Start Given information

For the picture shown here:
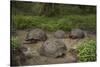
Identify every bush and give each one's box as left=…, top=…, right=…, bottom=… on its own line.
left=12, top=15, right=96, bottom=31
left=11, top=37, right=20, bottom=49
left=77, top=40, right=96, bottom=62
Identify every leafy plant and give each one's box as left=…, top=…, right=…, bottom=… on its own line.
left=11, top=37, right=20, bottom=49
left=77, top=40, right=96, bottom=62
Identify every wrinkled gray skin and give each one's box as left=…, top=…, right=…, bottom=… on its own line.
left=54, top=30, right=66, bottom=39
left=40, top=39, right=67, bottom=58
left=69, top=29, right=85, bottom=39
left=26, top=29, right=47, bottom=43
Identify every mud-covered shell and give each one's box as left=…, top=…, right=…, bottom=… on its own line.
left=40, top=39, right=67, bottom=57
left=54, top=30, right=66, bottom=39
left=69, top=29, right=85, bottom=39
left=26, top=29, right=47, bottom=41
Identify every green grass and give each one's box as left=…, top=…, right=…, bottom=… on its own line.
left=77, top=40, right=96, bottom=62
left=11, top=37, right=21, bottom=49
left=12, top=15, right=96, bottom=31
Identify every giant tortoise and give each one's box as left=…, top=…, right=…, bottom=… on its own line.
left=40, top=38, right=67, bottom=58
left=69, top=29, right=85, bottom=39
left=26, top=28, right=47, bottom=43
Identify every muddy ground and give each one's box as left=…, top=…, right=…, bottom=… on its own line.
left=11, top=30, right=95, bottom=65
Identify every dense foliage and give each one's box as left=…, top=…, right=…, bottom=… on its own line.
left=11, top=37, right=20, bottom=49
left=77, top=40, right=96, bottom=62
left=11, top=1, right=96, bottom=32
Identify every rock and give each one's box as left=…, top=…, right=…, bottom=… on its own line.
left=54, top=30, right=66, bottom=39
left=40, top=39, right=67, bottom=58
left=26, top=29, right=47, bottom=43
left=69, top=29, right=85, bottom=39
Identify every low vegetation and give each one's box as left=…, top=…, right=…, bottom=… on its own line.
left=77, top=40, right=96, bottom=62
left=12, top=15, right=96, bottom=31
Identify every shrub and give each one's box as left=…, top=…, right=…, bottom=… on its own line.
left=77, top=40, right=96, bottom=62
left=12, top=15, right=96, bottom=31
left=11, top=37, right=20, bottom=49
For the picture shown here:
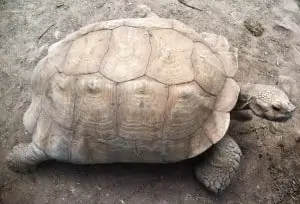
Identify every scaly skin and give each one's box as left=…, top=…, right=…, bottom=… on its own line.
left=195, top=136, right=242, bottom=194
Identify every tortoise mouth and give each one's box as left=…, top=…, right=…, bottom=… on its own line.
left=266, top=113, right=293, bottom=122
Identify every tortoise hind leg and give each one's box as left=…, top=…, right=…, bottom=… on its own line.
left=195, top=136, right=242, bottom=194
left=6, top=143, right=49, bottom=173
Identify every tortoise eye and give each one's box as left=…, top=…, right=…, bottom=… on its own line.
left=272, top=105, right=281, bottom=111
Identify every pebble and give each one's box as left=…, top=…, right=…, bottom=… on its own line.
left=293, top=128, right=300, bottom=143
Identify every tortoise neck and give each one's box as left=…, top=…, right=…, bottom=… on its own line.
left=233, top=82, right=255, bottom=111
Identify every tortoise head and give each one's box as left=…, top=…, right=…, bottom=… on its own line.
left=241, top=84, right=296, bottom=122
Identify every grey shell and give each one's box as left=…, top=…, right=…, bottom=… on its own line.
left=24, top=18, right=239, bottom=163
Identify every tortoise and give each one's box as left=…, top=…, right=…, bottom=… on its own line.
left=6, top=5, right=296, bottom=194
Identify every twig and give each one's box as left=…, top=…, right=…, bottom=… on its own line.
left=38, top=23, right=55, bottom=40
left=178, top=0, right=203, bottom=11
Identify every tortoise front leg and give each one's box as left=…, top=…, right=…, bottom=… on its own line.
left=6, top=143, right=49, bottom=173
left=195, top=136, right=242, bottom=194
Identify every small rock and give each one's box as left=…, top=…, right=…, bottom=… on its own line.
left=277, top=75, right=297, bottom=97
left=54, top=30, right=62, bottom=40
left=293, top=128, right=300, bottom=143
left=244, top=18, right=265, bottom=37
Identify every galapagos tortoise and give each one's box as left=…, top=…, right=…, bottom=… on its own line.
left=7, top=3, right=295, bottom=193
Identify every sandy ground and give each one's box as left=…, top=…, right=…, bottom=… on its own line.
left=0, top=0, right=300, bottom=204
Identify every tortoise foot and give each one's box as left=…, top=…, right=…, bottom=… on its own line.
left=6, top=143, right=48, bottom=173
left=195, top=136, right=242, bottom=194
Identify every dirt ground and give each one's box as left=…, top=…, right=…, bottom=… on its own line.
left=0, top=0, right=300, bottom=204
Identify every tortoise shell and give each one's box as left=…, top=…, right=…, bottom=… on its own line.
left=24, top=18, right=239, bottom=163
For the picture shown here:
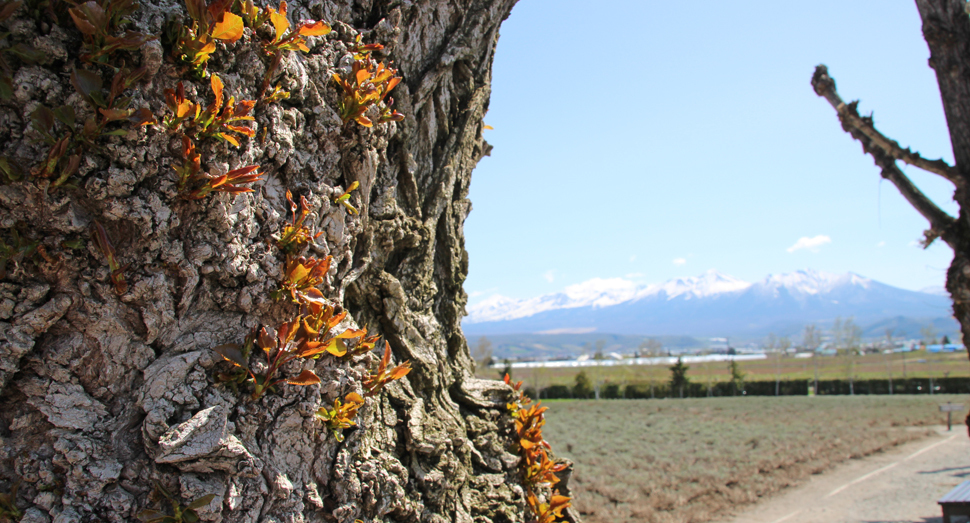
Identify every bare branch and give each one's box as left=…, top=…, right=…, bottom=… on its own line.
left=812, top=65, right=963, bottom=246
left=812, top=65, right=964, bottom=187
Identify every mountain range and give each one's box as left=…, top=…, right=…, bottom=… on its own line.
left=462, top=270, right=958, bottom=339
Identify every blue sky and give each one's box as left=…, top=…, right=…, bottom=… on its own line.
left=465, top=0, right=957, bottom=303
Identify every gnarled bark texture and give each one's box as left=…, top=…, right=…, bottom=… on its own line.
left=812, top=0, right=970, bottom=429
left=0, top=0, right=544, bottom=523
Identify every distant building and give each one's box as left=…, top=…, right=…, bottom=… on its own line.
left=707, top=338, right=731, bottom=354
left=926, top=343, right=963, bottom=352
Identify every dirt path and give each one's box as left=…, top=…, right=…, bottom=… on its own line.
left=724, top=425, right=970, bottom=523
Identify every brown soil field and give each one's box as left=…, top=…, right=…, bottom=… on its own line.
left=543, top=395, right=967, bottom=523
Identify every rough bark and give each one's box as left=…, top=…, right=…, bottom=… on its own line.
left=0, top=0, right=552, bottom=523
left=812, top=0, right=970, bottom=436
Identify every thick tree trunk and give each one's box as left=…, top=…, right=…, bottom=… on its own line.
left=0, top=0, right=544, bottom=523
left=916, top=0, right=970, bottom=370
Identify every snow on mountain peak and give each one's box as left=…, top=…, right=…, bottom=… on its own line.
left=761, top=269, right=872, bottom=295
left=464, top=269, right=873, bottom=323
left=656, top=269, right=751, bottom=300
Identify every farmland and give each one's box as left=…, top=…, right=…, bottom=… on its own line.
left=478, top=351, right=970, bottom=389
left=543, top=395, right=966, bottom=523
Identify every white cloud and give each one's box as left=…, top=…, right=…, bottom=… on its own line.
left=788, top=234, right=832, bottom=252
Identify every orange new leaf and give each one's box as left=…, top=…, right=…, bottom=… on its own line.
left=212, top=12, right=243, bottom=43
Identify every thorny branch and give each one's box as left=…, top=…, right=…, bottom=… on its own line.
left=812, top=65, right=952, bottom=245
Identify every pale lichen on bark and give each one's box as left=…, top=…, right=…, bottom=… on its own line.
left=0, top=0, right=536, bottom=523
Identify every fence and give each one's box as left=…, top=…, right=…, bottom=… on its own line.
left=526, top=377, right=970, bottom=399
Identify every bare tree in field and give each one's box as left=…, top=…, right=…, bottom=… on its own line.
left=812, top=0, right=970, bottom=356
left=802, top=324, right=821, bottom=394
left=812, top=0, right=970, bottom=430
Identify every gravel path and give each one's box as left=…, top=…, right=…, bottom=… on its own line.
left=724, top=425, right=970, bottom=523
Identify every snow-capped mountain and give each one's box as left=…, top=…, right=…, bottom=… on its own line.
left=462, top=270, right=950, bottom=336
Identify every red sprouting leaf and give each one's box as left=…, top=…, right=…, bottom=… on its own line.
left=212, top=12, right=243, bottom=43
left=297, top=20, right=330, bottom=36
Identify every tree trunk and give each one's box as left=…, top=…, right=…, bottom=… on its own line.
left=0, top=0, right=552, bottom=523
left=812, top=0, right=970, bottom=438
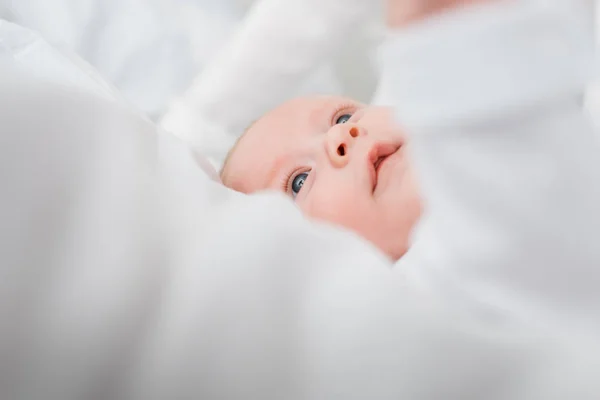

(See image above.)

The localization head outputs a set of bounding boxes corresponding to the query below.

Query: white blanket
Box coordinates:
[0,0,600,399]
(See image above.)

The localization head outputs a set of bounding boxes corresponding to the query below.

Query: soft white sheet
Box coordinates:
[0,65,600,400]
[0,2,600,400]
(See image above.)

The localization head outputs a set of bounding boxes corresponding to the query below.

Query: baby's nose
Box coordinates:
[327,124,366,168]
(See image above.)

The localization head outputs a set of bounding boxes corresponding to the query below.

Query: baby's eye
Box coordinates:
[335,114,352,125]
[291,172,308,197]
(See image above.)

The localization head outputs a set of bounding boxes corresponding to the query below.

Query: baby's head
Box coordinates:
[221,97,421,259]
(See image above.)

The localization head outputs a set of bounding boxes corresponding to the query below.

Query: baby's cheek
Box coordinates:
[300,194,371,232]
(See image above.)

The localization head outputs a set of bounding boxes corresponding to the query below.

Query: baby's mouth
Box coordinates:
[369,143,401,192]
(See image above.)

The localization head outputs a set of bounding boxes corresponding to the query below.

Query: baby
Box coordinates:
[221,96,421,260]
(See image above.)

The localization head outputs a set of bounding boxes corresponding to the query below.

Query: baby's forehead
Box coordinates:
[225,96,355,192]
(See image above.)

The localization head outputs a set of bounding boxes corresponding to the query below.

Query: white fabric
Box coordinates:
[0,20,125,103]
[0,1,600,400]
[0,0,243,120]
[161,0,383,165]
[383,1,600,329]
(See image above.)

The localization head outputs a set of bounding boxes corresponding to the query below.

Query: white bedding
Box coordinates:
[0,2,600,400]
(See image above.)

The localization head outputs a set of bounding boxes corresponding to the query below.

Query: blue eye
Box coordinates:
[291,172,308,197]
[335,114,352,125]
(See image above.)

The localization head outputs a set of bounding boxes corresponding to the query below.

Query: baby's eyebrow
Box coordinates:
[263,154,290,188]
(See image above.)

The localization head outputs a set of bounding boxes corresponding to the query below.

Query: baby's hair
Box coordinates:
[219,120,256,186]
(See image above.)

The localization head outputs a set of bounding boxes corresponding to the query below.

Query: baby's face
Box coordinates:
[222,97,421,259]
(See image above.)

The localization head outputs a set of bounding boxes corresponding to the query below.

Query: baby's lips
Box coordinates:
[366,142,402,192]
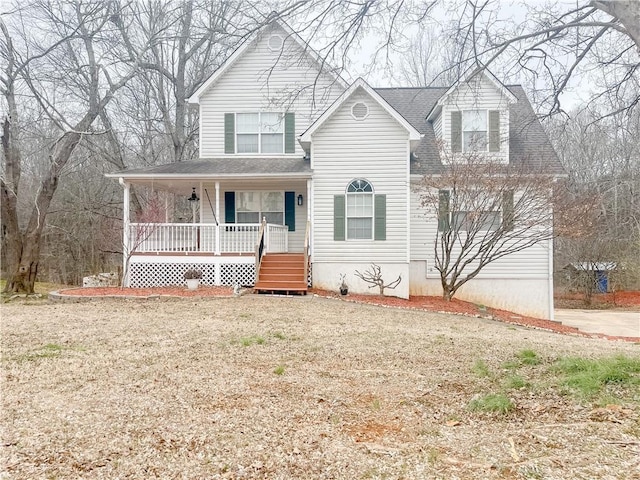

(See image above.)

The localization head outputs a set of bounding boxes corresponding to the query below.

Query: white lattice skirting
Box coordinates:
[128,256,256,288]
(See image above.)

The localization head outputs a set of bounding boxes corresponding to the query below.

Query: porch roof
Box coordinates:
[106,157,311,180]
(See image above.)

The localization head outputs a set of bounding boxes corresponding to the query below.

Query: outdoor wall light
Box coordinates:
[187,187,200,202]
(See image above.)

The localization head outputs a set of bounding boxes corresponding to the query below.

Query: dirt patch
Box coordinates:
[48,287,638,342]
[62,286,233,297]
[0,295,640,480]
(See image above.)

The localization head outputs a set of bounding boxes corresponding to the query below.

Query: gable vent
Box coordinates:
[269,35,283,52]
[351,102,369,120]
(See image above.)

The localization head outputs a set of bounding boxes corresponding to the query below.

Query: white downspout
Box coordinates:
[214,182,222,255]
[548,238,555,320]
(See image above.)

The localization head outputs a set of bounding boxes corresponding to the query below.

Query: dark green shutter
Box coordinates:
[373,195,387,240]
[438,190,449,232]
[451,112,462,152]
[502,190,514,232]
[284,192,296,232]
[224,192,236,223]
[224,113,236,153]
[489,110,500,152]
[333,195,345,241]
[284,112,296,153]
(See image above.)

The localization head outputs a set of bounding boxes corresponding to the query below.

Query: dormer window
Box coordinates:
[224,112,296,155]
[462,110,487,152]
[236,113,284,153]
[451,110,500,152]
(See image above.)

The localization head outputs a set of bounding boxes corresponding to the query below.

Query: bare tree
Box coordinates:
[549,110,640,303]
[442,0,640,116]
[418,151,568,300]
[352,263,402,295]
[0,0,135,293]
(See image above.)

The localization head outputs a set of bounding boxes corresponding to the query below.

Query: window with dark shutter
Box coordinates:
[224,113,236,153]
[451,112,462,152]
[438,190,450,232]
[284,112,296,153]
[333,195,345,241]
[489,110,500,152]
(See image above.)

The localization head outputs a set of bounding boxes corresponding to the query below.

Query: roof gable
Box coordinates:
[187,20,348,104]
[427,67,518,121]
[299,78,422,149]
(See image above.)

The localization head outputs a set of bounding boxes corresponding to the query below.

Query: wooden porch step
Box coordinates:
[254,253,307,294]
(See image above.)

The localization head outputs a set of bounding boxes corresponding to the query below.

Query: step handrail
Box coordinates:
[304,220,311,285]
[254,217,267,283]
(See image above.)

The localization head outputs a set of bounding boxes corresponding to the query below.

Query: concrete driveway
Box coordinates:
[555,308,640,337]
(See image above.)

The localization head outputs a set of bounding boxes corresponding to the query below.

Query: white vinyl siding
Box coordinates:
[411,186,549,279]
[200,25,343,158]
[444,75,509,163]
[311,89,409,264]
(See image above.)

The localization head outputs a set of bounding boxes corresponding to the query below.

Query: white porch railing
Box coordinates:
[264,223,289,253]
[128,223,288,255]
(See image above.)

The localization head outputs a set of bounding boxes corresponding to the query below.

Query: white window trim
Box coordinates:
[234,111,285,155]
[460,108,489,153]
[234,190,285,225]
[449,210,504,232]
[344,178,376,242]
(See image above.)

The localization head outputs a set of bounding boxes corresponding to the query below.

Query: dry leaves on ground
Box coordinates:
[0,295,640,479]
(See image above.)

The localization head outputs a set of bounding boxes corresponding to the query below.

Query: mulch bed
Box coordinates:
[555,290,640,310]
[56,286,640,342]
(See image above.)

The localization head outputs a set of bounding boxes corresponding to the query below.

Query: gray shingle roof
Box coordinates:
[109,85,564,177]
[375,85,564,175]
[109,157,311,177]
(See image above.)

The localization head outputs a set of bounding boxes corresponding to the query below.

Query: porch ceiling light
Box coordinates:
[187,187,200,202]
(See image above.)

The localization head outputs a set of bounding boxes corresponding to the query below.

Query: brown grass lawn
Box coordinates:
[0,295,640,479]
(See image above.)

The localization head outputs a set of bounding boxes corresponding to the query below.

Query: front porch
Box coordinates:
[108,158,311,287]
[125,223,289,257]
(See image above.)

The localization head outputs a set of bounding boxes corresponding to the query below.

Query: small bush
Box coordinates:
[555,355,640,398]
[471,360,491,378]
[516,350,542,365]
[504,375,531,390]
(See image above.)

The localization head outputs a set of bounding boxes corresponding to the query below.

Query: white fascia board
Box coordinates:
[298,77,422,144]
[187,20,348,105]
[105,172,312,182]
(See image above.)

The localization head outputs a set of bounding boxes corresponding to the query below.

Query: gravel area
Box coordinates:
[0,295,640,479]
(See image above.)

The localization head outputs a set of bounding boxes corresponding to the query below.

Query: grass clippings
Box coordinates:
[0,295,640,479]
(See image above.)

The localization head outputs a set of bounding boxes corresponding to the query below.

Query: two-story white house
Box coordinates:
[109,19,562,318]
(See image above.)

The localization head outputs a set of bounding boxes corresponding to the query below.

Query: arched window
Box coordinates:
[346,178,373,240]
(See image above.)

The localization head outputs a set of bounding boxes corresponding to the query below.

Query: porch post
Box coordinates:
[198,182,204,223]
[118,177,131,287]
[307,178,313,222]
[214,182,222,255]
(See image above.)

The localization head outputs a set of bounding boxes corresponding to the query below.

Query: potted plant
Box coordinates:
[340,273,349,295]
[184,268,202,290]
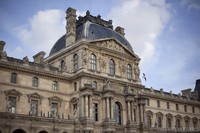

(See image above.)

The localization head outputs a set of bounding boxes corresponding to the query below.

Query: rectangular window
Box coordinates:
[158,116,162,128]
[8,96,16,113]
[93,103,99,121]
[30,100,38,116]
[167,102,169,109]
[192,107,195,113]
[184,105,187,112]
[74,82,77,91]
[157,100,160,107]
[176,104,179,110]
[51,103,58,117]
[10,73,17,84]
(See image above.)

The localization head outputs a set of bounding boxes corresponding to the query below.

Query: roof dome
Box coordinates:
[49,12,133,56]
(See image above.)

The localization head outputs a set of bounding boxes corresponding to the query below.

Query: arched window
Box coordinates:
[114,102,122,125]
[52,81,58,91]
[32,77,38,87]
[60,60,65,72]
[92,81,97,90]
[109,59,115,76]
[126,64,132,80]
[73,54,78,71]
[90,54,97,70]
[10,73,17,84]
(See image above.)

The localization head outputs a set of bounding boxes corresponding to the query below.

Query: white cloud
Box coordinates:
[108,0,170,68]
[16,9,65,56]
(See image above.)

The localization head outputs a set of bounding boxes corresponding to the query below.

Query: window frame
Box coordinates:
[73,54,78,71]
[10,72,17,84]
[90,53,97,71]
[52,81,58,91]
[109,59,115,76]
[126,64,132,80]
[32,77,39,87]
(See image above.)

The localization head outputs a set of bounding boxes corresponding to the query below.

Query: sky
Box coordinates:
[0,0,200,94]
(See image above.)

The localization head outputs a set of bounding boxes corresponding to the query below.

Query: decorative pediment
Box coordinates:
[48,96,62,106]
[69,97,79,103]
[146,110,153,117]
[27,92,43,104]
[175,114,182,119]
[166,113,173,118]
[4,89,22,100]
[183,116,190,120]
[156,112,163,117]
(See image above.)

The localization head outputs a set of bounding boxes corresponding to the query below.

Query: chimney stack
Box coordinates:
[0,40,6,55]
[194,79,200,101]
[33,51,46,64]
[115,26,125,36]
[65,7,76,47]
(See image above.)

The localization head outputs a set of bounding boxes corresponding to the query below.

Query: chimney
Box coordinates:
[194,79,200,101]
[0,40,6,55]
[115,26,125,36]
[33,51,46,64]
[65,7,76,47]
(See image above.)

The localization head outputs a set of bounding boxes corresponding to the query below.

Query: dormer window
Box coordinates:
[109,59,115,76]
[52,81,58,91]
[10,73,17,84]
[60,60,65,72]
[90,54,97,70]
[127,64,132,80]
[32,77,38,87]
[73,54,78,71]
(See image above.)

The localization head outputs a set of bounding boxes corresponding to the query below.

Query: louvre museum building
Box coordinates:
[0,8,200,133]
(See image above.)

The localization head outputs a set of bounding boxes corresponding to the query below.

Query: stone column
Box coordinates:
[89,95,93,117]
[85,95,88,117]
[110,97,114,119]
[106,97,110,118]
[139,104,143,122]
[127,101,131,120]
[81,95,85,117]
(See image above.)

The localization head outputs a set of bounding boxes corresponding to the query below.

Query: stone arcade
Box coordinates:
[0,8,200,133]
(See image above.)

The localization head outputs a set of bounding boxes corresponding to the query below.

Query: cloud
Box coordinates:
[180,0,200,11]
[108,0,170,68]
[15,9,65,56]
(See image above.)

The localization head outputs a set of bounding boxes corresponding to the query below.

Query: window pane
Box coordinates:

End Given information

**Exercise description**
Can you copy out word for word the part of the records that opens with the line containing "Identify every tortoise front" and closes with the line containing "left=244, top=18, right=265, bottom=37", both of those lines included?

**Final result**
Identify every tortoise front leg and give each one's box as left=…, top=…, right=…, bottom=… on its own line.
left=6, top=143, right=49, bottom=173
left=195, top=136, right=242, bottom=194
Identify every small rock and give each one's box as left=…, top=…, right=…, bottom=… on its own line.
left=277, top=75, right=297, bottom=97
left=54, top=30, right=62, bottom=40
left=293, top=128, right=300, bottom=143
left=244, top=18, right=265, bottom=37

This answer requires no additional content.